Objective: Rewrite the lines below as a JSON list of strings, one string per line, with blank lines dropped. Leave the pictures out of your answer.

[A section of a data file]
-- Start --
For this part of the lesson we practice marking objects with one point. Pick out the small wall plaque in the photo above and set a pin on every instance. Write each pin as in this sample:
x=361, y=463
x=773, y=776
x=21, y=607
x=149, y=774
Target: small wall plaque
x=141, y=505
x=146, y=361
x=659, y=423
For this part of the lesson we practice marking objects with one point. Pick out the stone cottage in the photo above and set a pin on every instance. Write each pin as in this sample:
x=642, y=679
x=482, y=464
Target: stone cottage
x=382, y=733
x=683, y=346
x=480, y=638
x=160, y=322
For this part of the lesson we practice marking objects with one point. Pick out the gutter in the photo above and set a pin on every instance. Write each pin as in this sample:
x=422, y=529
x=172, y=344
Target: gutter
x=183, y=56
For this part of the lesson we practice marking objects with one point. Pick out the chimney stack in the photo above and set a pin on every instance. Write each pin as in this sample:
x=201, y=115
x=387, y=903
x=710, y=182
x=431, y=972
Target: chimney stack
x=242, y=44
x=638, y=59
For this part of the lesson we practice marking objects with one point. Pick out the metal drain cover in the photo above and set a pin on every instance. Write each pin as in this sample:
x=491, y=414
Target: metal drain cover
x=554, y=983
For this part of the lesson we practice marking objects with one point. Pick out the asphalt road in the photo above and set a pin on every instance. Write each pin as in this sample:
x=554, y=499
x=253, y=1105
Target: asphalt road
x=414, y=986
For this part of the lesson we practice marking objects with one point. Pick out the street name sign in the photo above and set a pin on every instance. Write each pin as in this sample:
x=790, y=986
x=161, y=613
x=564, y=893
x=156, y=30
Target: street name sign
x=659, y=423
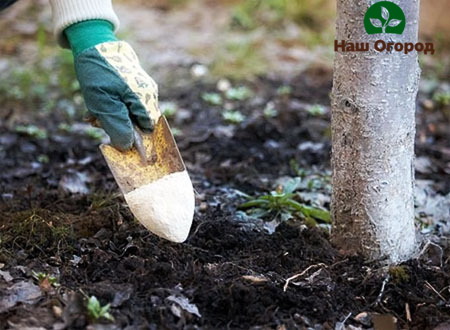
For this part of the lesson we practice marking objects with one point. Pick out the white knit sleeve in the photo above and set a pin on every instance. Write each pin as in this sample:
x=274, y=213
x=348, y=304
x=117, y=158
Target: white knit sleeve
x=68, y=12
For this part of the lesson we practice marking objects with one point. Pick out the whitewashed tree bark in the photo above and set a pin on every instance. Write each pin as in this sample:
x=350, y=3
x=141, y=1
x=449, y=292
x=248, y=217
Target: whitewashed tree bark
x=373, y=127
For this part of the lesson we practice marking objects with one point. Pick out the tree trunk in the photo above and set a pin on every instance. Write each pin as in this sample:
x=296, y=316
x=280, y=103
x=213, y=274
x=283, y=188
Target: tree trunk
x=373, y=127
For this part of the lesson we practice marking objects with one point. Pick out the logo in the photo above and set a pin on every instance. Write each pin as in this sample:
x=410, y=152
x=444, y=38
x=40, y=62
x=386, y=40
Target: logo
x=385, y=17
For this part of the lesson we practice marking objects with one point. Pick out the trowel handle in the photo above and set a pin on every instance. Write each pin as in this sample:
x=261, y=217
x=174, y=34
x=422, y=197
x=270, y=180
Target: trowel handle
x=139, y=144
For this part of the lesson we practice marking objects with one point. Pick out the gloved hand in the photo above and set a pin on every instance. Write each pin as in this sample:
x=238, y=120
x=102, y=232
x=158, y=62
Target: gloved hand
x=117, y=91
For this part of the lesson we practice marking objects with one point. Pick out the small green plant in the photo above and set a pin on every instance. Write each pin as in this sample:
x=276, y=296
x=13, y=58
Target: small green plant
x=238, y=93
x=212, y=98
x=45, y=279
x=233, y=117
x=284, y=90
x=270, y=111
x=316, y=110
x=32, y=131
x=96, y=311
x=281, y=204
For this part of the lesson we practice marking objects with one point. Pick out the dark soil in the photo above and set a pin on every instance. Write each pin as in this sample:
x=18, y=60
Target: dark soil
x=234, y=273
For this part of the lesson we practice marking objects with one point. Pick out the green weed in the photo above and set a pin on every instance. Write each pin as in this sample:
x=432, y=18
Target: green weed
x=281, y=203
x=212, y=98
x=238, y=93
x=96, y=311
x=233, y=117
x=32, y=131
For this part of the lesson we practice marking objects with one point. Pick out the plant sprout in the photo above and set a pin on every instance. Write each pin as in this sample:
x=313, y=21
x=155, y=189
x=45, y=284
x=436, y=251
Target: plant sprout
x=233, y=117
x=238, y=93
x=212, y=98
x=281, y=203
x=96, y=311
x=32, y=131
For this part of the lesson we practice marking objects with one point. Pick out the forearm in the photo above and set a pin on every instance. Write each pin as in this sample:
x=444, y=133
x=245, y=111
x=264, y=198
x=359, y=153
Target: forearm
x=69, y=12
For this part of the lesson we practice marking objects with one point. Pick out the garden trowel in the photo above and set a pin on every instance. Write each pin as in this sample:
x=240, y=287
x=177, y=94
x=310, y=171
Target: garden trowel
x=154, y=181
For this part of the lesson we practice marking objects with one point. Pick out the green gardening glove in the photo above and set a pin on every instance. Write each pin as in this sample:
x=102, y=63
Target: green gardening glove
x=117, y=91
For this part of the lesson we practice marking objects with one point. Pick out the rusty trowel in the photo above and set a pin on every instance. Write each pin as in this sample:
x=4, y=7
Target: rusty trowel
x=154, y=181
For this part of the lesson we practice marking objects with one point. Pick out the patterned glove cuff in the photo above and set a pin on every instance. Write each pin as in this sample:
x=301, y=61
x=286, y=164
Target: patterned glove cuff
x=88, y=34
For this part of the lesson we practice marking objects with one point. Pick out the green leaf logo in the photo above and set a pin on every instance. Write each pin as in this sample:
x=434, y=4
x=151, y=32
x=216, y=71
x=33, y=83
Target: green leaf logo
x=384, y=17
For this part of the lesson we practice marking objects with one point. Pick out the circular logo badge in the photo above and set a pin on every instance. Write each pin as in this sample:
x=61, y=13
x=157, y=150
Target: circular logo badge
x=384, y=17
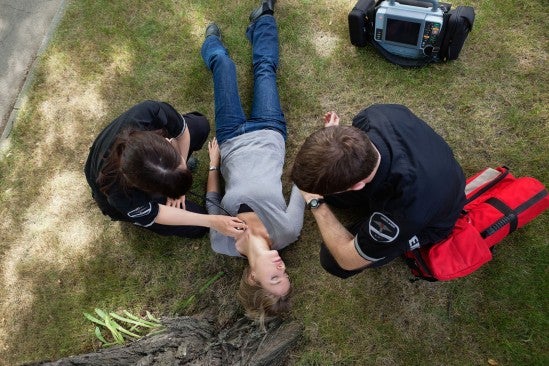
-- End --
The output:
[
  "For this part of the lesson we practice marking objects with one point. Pick out the small wall plaque in the photo above and set a pin on every instance. Write each pin as in this sample:",
  "x=361, y=463",
  "x=773, y=776",
  "x=21, y=607",
  "x=149, y=774",
  "Target: small wall plaque",
  "x=141, y=505",
  "x=146, y=361",
  "x=659, y=423",
  "For this part of the lesson we practice marking objects with one point. Pick out the stone cottage in the photo above and set a pin on every instance. Write each pin as in this sample:",
  "x=642, y=679",
  "x=482, y=464",
  "Target: stone cottage",
  "x=382, y=733",
  "x=683, y=346",
  "x=480, y=638",
  "x=160, y=322",
  "For this part of the lesson we practice marking objects with one point. Pick out the gutter in the photo above and set a pin on every instance. Write each pin as in this sample:",
  "x=422, y=529",
  "x=172, y=344",
  "Target: gutter",
  "x=183, y=56",
  "For this part of the lesson we practice marking objects with one point. Pick out the chimney stack in the photo above and set a pin on every instance. Write each pin as in this sample:",
  "x=201, y=115",
  "x=387, y=903",
  "x=710, y=182",
  "x=431, y=972",
  "Target: chimney stack",
  "x=242, y=44",
  "x=638, y=59",
  "For this part of the lesson we practice marking objects with one point. Pick out the metal drain cover in the photo above and set a pin on every instance. Write each pin as in this sample:",
  "x=491, y=414",
  "Target: metal drain cover",
  "x=554, y=983",
  "For this part of the lesson we practice marking objects with one point. Pick out the asphalt road in the photo above and set a pin on every instance. Write each pin as in this sample:",
  "x=554, y=499",
  "x=253, y=1105",
  "Target: asphalt road",
  "x=414, y=986",
  "For this part of the lesson we practice marking objects with one point. Pick out the street name sign in the photo above and set a pin on every instance. Write each pin as in this sample:",
  "x=790, y=986",
  "x=161, y=613",
  "x=564, y=893",
  "x=156, y=30",
  "Target: street name sign",
  "x=659, y=423",
  "For this part of the lesson we practice marking objects with one point. Pick out the white knit sleeve in the photo above and set a pin on every instance. Write each pin as in this sample:",
  "x=274, y=213",
  "x=348, y=304",
  "x=117, y=158",
  "Target: white knit sleeve",
  "x=68, y=12",
  "For this part of the lesson we practice marking objects with one point. Pick out the whitewashed tree bark in the photo above and set a pin on every instance. Write each pin as in this sample:",
  "x=350, y=3",
  "x=141, y=1",
  "x=449, y=292",
  "x=248, y=217",
  "Target: whitewashed tree bark",
  "x=373, y=127",
  "For this part of the lesson we practice marking objects with one point. Pick out the tree trunk in the photo above and set a pin on every instance. Write each pin as in this sample:",
  "x=296, y=316",
  "x=280, y=103",
  "x=213, y=274",
  "x=283, y=188",
  "Target: tree trunk",
  "x=373, y=127",
  "For this part of the lesson we practice marking objects with one point. Pick out the logo in the photo above and set a pin on every instance. Write each pin as in this sample:",
  "x=410, y=152",
  "x=444, y=38",
  "x=40, y=62",
  "x=386, y=40",
  "Target: logo",
  "x=385, y=17",
  "For this part of the lesson we practice marking objects with one point. Pick out the trowel handle in the photo above and set a pin on every instance. Write each pin as in this sample:",
  "x=261, y=217",
  "x=174, y=34",
  "x=422, y=197",
  "x=270, y=180",
  "Target: trowel handle",
  "x=139, y=144",
  "For this part of the lesson we practice marking objects with one point. Pick out the gloved hand in the photo above and set a pin on every instance. Write each pin as in this sample:",
  "x=238, y=120",
  "x=102, y=232",
  "x=158, y=62",
  "Target: gloved hand",
  "x=117, y=91",
  "For this part of the lesson we practice marking objects with one point. Pick out the small green plant in the photo above and set a pin on every instance. Write each pin as in this sample:",
  "x=276, y=296",
  "x=13, y=58",
  "Target: small green plant",
  "x=238, y=93",
  "x=212, y=98",
  "x=45, y=279",
  "x=233, y=117",
  "x=284, y=90",
  "x=270, y=111",
  "x=316, y=110",
  "x=32, y=131",
  "x=96, y=311",
  "x=281, y=204",
  "For this part of the lesson we practice marking objects with one point. Pick out the dark soil in the photo above and set a pin on every instance. Write each pin as in this sample:",
  "x=18, y=60",
  "Target: dark soil",
  "x=234, y=273",
  "For this part of the lesson we practice marking objects with one point. Pick out the green weed in the photo above and set a pin on every instance. Write each pin as in this sample:",
  "x=432, y=18",
  "Target: green weed",
  "x=281, y=203",
  "x=212, y=98",
  "x=238, y=93",
  "x=96, y=311",
  "x=233, y=117",
  "x=32, y=131",
  "For this part of the lesson we practice marking objects with one point. Pick out the plant sprout in the photo above and set a pin on every instance. Write each pin as in this sample:",
  "x=313, y=21",
  "x=155, y=189",
  "x=45, y=284",
  "x=436, y=251",
  "Target: plant sprout",
  "x=233, y=117",
  "x=238, y=93",
  "x=212, y=98",
  "x=281, y=203",
  "x=96, y=311",
  "x=32, y=131",
  "For this part of the lesson we practice marking objects with one point. Pick out the forearm in the photo above and set a pin on every instance. Write each pin as in this sample:",
  "x=444, y=133",
  "x=245, y=111",
  "x=264, y=198",
  "x=359, y=153",
  "Target: forearm",
  "x=69, y=12",
  "For this part of the lesson we practice marking objects with one point. Pick out the garden trowel in the photo above and set a pin on every instance. Write each pin as in this sample:",
  "x=240, y=287",
  "x=177, y=94",
  "x=310, y=171",
  "Target: garden trowel",
  "x=154, y=181",
  "For this part of the lesson we practice marking objects with one point. Pick out the green gardening glove in the photo above and set a pin on every instance. Write each pin as in this sample:",
  "x=102, y=63",
  "Target: green gardening glove",
  "x=117, y=91",
  "For this part of the lesson we practice marking objects with one point. Pick out the rusty trowel in the photo above and set a pin on every instance. Write each pin as in this sample:",
  "x=4, y=7",
  "Target: rusty trowel",
  "x=154, y=181",
  "For this part of the lesson we practice marking objects with one point. Pick out the patterned glove cuff in the photo above and set a pin on every instance. Write each pin as in this sample:",
  "x=301, y=61",
  "x=286, y=164",
  "Target: patterned glove cuff",
  "x=88, y=34",
  "For this part of the lesson we practice marking objects with one point. Pick out the green leaf logo in the photo above and set a pin on every instance. Write each pin as in this sample:",
  "x=434, y=4",
  "x=151, y=32",
  "x=216, y=71",
  "x=33, y=83",
  "Target: green leaf logo",
  "x=384, y=17",
  "For this part of the lesson we practice marking objects with one point. Pick out the circular logo badge in the photo above and set a pin on every instance. Write each pin as in this sample:",
  "x=61, y=13",
  "x=157, y=150",
  "Target: circular logo badge",
  "x=384, y=17"
]